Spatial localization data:
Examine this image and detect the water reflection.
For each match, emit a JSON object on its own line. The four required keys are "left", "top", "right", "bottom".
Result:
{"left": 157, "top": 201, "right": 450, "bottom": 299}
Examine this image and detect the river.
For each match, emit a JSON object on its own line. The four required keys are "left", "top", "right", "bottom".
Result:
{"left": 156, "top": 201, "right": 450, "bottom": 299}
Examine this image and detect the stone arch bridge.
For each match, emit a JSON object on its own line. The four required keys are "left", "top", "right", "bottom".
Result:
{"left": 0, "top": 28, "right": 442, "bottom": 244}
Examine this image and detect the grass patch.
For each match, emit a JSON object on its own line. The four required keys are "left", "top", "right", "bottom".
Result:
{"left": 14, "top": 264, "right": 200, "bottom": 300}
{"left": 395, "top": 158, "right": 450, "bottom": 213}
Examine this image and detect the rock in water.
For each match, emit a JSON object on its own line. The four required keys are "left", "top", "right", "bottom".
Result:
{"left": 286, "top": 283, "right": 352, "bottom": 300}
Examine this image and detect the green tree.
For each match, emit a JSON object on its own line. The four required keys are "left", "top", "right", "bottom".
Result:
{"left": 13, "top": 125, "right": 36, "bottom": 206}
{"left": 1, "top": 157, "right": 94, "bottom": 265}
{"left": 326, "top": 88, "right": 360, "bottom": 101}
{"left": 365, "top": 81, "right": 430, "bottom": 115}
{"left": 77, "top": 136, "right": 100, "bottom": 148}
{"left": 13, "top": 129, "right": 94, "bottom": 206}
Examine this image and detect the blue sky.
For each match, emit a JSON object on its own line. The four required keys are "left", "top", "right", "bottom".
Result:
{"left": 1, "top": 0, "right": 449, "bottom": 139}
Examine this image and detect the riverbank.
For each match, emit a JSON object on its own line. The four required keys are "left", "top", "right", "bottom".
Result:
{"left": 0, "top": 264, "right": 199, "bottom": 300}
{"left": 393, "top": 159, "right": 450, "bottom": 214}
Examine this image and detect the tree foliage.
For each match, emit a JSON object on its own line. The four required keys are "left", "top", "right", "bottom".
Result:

Aim of the exercise -
Give back each entry so that it matches the original word for word.

Reply to the exercise -
Examine this image and detect the water reflection.
For each match, emit a JSON object on its own line. The four required keys are "left", "top", "right", "bottom".
Result:
{"left": 157, "top": 201, "right": 450, "bottom": 299}
Examine this image and detect the river.
For each match, emit a JSON object on its own line. The four required keys are "left", "top", "right", "bottom".
Result:
{"left": 156, "top": 201, "right": 450, "bottom": 299}
Examine this image and detect the stone arch bridge.
For each match, emit a JSON object on its own line. The four required keys are "left", "top", "right", "bottom".
Result:
{"left": 0, "top": 28, "right": 442, "bottom": 244}
Examine this image and detect the grass patch.
For each match, emit a JSON object on its own line. The four required keys are "left", "top", "right", "bottom".
Result:
{"left": 14, "top": 264, "right": 200, "bottom": 300}
{"left": 395, "top": 158, "right": 450, "bottom": 213}
Examine this image and detect the rock in water.
For each match, emit a JSON object on its own line. The four required keys are "left", "top", "right", "bottom".
Result:
{"left": 286, "top": 283, "right": 352, "bottom": 300}
Examine this image and detect the green tree.
For each match, emit a JSON object on its own line. The four required keys are "left", "top", "right", "bottom".
Result:
{"left": 13, "top": 125, "right": 36, "bottom": 206}
{"left": 1, "top": 157, "right": 94, "bottom": 265}
{"left": 326, "top": 88, "right": 360, "bottom": 101}
{"left": 365, "top": 81, "right": 430, "bottom": 115}
{"left": 77, "top": 136, "right": 100, "bottom": 148}
{"left": 13, "top": 129, "right": 94, "bottom": 206}
Examine this image and detect the blue sky.
For each match, emit a JSON object on its own line. The four required keys are "left", "top", "right", "bottom".
Result:
{"left": 1, "top": 0, "right": 449, "bottom": 139}
Examine this image and detect the riverbank.
For each match, emit a JSON object on its own line. The four required keys are "left", "top", "right", "bottom".
Result:
{"left": 0, "top": 264, "right": 199, "bottom": 300}
{"left": 393, "top": 159, "right": 450, "bottom": 214}
Examine this image and detect the tree foliage.
For each match, emit a JSON object on its own line. The four required keys are "left", "top", "right", "bottom".
Result:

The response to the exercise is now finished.